● Try it
The expected answer is every line from the material below that has the word "turquoise".

● Given information
-------

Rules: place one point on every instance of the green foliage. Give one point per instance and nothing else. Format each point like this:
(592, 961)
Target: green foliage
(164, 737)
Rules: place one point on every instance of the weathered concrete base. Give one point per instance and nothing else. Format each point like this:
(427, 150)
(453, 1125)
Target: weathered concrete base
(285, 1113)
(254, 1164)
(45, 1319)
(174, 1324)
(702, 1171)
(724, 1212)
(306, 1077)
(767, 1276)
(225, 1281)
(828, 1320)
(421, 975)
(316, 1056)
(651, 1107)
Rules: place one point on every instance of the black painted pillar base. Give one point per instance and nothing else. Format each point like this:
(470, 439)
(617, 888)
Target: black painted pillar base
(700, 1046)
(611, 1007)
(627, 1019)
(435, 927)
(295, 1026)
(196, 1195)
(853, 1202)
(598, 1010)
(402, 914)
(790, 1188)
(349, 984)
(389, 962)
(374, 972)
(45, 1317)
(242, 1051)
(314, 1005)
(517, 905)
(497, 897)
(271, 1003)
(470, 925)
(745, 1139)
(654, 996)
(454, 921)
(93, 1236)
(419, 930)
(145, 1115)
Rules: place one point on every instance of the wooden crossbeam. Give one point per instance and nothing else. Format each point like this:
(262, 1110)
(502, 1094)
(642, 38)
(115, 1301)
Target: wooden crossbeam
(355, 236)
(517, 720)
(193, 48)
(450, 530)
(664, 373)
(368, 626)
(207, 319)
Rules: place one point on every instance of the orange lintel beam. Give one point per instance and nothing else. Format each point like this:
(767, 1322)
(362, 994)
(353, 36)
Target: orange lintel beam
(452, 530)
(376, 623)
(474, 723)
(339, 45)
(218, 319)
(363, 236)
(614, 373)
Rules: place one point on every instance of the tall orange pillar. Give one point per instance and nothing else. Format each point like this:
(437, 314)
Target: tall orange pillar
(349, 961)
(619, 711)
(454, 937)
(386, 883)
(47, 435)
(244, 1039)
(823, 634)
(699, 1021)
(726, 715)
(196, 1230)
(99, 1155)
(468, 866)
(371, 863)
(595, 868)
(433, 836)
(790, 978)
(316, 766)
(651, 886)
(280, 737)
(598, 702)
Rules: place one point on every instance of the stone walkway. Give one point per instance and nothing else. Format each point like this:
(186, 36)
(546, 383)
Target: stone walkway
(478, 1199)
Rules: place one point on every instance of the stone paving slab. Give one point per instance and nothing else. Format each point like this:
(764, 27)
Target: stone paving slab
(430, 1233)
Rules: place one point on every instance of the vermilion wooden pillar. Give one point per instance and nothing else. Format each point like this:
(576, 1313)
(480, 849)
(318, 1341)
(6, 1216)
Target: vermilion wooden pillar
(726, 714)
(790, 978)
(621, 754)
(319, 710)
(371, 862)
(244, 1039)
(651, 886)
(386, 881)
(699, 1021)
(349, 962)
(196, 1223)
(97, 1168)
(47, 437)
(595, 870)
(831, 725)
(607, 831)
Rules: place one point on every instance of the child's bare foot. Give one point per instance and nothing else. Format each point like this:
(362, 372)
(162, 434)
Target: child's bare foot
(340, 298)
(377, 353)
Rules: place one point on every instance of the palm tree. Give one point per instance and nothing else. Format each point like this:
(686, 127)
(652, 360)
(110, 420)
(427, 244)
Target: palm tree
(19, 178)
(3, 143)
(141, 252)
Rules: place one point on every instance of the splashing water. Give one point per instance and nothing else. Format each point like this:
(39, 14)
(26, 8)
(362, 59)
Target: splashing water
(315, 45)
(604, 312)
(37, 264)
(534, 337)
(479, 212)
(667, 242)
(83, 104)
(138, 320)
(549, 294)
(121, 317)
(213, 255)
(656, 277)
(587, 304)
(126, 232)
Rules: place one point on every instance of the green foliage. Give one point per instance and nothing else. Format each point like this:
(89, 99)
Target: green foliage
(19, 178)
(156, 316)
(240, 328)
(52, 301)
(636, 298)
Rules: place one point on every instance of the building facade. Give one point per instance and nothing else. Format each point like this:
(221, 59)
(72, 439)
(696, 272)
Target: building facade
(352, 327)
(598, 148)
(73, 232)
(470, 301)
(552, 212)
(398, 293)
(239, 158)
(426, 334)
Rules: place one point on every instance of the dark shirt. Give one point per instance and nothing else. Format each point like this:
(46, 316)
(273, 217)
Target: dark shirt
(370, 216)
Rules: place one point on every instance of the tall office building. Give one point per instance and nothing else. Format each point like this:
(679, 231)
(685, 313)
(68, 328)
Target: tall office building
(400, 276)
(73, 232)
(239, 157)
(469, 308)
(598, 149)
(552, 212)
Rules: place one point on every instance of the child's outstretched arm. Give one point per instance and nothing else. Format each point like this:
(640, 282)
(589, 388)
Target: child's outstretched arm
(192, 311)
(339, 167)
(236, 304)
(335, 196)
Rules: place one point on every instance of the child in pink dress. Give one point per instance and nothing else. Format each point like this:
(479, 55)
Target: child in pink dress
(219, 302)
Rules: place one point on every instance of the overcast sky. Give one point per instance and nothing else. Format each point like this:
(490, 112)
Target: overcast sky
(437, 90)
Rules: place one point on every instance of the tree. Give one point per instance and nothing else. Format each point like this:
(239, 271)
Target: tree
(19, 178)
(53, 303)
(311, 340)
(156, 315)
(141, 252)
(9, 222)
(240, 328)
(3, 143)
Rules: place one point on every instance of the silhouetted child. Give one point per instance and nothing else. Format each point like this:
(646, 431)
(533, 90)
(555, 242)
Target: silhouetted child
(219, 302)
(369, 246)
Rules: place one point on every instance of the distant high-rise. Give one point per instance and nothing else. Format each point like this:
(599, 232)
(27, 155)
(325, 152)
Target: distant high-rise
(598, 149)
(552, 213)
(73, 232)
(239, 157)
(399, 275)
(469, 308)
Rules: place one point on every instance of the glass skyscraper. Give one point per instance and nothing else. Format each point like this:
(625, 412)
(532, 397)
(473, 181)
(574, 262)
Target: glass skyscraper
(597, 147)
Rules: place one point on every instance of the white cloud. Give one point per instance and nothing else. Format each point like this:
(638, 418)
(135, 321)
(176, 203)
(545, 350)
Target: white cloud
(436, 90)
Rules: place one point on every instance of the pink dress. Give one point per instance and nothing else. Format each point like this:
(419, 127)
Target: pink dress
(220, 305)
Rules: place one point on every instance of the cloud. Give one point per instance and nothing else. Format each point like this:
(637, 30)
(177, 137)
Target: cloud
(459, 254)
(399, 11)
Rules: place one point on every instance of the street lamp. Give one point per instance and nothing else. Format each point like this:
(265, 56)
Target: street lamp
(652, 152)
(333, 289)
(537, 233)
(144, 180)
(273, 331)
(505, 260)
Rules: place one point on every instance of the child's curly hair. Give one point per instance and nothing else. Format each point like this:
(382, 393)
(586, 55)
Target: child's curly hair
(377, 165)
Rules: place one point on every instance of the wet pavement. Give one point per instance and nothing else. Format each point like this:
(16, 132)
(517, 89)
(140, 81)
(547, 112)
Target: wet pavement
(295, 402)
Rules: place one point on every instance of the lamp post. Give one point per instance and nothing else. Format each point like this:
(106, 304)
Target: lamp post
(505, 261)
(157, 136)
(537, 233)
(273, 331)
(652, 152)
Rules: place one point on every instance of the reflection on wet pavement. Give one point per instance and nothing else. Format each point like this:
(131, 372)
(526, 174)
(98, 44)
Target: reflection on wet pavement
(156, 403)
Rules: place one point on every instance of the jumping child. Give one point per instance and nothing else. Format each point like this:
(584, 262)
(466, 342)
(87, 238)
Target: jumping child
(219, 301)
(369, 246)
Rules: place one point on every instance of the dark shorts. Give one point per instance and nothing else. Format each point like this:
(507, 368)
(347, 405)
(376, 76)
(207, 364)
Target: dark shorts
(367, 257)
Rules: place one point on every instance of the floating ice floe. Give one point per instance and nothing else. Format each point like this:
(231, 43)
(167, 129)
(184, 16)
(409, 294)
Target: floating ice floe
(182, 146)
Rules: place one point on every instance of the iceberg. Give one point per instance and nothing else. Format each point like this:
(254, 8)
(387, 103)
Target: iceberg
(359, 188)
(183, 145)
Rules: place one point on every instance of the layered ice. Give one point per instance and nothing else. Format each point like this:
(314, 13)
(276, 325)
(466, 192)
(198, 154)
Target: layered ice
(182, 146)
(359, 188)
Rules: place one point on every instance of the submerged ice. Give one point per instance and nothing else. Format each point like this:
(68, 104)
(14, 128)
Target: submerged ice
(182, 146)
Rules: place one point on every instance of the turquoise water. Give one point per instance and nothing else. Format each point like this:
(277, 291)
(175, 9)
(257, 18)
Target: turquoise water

-------

● Output for this task
Rules: place one point on every instance of the turquoise water. Give one point per instance and nothing else. Format each point like this:
Target: turquoise water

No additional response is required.